◆ GOAL OF THE EXERCISE
Copy out the entire passage on the OMOP CDM word for word.

-------- SOURCE PASSAGE --------

Health Economics: Stores financial and insurance-related data.
Standardised Vocabularies: Mentioned earlier in the article, holds standardised medical terminology and relationships to ensure consistent data across various sources.
Derived Elements: Includes derived data such as the duration of condition or drug exposures.
Results Schema: Contains information for cohort analysis which supports the definition and grouping of patient populations for research studies.
Metadata: Stores metadata about the data source and the OMOP CDM instance to help document and track the data’s origin and structure.
Now that we have a brief overview of what OMOP CDM is and it’s purpose, let us look into some of the reasons as to why this data model matters.
Why OMOP CDM Matters
1. Making Healthcare Data Interoperable and Scalable

The above image gives examples of two common data architectures that can be adopted to enable researchers to access and analyse data gathered from different institutions.
Federated architecture is particularly well suited to the healthcare industry. As demonstrated in the above image, each database remains within it’s originating institution which ensures that sensitive patient information is never shared or transferred beyond the hospital’s control. Each hospital retains full ownership of their data which reduces concerns about potential breaches or unauthorised access and aligns well with data protection standards such as GDPR.
In addition, this architecture enables something called federated learning, where analyses can be performed from each institution’ s database without the need of a centralised database. This is done by aggregating results from each institution via a web server.

-------- RECORDS SHOWN --------

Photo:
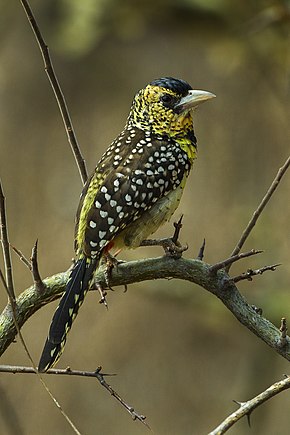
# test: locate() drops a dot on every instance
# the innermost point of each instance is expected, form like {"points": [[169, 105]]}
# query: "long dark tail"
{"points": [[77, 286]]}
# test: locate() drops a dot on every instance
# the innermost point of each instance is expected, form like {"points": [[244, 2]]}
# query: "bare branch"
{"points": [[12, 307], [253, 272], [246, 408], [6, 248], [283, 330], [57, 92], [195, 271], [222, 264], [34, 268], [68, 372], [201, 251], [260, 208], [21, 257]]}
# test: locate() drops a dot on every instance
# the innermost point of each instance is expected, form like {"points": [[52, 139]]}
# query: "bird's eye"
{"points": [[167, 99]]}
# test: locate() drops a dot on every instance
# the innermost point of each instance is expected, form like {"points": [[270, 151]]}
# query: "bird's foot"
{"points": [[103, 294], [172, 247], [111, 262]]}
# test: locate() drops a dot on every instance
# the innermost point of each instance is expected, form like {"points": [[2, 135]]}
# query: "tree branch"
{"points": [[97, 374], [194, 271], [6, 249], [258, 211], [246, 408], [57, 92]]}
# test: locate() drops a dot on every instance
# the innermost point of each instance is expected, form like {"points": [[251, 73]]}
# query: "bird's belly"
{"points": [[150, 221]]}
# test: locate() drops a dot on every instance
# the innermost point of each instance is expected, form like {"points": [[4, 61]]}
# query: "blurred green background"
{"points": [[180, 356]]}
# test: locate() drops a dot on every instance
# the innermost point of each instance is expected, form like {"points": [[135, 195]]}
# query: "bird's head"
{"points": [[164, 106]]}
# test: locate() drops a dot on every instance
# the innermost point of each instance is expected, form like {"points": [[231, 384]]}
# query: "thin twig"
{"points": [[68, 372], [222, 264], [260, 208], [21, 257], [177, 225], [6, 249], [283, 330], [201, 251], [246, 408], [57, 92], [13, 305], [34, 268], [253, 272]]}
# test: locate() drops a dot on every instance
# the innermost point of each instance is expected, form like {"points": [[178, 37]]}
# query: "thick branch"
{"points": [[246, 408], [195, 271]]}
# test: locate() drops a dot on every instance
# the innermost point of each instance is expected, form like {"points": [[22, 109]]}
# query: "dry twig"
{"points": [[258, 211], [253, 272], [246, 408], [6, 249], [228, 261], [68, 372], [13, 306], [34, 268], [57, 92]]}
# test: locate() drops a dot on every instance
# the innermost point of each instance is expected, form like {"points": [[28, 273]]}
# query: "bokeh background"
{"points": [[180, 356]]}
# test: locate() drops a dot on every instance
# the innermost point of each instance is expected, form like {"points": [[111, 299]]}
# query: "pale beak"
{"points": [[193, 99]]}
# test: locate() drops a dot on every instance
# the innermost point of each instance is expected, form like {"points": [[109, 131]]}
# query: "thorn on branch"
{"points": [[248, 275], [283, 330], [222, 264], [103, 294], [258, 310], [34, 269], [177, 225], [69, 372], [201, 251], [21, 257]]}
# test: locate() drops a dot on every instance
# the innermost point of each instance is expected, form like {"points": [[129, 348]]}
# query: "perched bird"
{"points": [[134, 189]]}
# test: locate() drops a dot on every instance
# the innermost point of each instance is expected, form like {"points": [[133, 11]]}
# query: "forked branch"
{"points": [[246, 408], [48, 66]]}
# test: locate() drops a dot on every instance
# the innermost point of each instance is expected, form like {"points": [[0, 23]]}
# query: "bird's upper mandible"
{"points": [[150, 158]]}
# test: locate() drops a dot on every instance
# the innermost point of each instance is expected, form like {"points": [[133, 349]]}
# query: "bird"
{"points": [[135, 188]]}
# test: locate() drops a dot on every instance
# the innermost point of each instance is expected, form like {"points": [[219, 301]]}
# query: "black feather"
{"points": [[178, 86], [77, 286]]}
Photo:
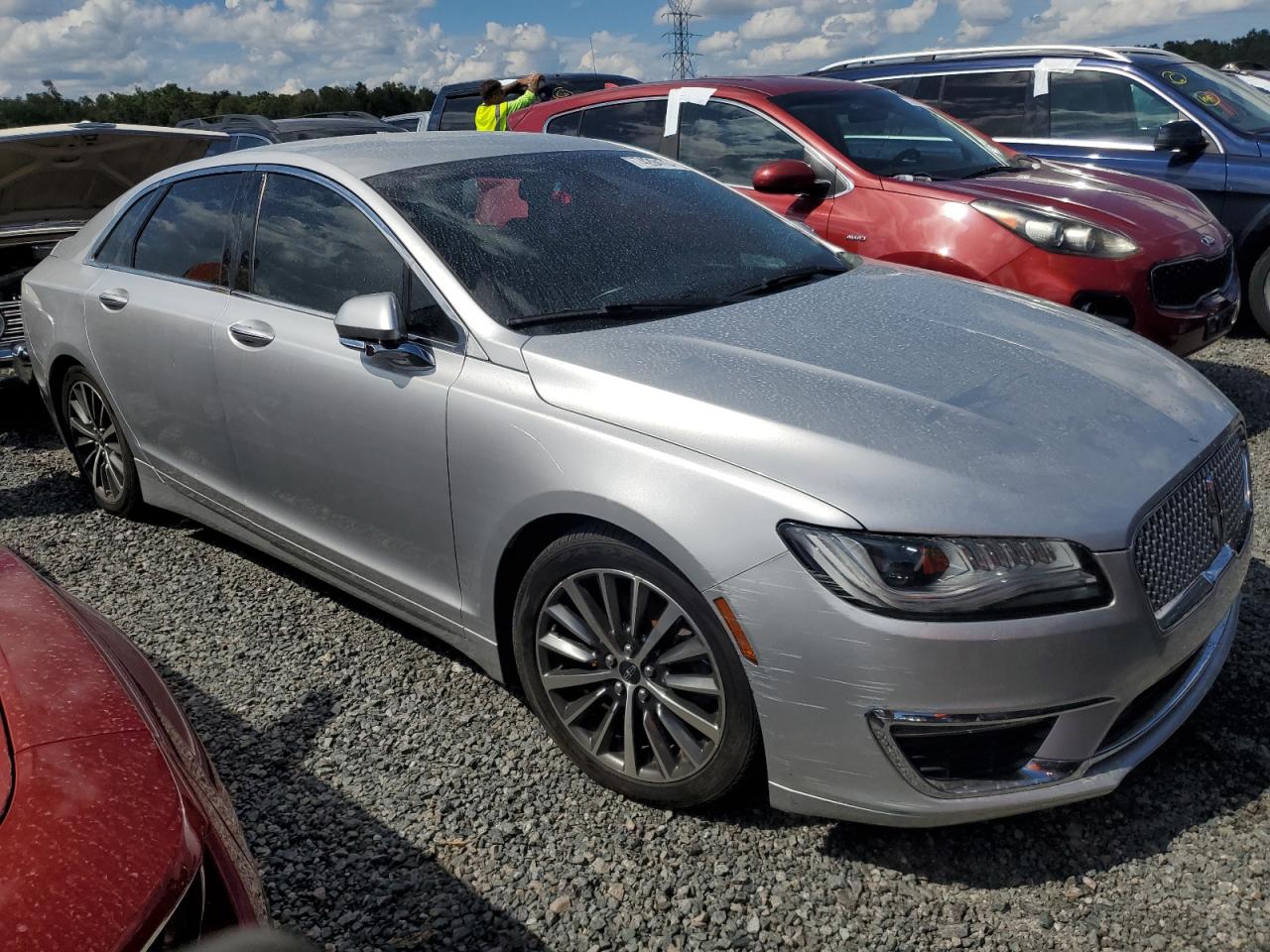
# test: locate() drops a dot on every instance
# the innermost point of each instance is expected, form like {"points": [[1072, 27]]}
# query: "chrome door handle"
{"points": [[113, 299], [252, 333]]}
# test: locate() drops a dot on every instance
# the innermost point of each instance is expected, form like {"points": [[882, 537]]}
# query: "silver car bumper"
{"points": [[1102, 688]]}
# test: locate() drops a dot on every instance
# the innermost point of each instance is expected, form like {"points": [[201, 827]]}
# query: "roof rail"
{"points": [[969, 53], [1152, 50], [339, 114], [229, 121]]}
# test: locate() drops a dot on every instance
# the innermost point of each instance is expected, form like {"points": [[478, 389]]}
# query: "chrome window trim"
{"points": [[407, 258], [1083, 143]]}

--------

◆ RESULT
Health Economics: Stores financial and insurance-related data.
Standardised Vocabularies: Mentioned earlier in the article, holds standardised medical terminology and relationships to ensure consistent data across various sources.
Derived Elements: Includes derived data such as the duration of condition or drug exposures.
Results Schema: Contains information for cohort analysis which supports the definition and grouping of patient populations for research studies.
Metadata: Stores metadata about the data source and the OMOP CDM instance to help document and track the data’s origin and structure.
Now that we have a brief overview of what OMOP CDM is and it’s purpose, let us look into some of the reasons as to why this data model matters.
Why OMOP CDM Matters
1. Making Healthcare Data Interoperable and Scalable

The above image gives examples of two common data architectures that can be adopted to enable researchers to access and analyse data gathered from different institutions.
Federated architecture is particularly well suited to the healthcare industry. As demonstrated in the above image, each database remains within it’s originating institution which ensures that sensitive patient information is never shared or transferred beyond the hospital’s control. Each hospital retains full ownership of their data which reduces concerns about potential breaches or unauthorised access and aligns well with data protection standards such as GDPR.
In addition, this architecture enables something called federated learning, where analyses can be performed from each institution’ s database without the need of a centralised database. This is done by aggregating results from each institution via a web server.